**Task brief**
Scan the entries and copy each line where the word "counter" is present.

**Provided information**

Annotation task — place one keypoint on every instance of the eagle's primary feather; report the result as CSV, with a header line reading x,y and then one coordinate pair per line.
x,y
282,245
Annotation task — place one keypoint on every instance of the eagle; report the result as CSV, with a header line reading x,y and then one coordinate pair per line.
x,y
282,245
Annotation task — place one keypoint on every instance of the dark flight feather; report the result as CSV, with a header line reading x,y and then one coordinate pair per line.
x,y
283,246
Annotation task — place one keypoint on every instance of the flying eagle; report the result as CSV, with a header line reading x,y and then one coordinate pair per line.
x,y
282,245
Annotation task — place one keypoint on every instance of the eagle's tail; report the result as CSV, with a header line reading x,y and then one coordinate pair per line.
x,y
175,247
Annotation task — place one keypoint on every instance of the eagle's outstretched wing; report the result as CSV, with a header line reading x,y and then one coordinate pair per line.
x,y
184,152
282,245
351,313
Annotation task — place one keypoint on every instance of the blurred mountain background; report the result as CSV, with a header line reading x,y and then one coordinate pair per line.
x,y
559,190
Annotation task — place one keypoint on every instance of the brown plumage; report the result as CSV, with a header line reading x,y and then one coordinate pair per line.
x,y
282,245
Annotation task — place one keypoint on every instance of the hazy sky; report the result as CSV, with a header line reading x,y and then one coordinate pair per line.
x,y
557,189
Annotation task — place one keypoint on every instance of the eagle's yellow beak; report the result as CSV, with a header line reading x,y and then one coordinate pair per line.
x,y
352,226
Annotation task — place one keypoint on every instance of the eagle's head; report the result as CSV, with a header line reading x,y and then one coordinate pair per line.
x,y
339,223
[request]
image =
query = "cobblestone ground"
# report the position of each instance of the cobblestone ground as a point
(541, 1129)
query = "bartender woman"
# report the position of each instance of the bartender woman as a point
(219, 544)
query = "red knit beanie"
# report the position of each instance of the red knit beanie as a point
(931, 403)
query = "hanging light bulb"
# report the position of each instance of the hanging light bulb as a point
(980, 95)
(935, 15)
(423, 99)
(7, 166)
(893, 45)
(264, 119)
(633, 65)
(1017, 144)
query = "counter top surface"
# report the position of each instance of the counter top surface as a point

**Response area**
query = "counter top surface"
# report the position of each instance of the counter top surface as a point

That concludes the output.